What to do:
Name every film or television title that the review of Late Night with the Devil below mentions.

Reading text:
With millions of eyeballs watching, what better time to attempt to draw this Mr. Wriggles out, right? 

From the monologue to each guest segment — with black-and-white backstage footage during commercial breaks — Late Night with the Devil admirably replicates the ’70s-era vibe of the chat format, particularly for those who grew up ending each weekday evening with Johnny Carson. All the details are here: the corny jokes, silly skits, forced patter with the bumbling sidekick (first-timer Rhys Auteri), cheesy title cards, smoking guests — plus subliminal images, gushing fluids, fateful on-air “demo” and so on. It’s nearly as faithful to its ruse as the infamous Ghostwatch, but with its time-capsule approach, likely owes more debt to WNUF Halloween Special.

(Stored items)
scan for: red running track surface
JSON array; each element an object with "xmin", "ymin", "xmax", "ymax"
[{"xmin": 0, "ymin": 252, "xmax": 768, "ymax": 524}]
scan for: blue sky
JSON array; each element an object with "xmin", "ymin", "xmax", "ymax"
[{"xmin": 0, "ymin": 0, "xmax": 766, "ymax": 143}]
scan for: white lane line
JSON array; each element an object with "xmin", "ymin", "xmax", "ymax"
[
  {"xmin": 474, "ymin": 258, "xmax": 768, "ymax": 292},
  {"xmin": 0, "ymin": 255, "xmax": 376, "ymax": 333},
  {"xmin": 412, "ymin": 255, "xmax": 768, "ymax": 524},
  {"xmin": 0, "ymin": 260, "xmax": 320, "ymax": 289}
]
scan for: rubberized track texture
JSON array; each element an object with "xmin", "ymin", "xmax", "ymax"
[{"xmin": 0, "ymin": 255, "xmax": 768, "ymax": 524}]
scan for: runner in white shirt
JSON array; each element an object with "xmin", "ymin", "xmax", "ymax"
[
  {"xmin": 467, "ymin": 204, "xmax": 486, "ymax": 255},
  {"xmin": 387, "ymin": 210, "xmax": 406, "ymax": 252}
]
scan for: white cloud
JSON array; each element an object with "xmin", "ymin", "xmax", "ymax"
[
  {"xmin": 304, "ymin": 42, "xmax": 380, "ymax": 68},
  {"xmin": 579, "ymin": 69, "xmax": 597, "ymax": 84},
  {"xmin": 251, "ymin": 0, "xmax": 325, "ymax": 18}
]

Response to this task:
Late Night with the Devil
Ghostwatch
WNUF Halloween Special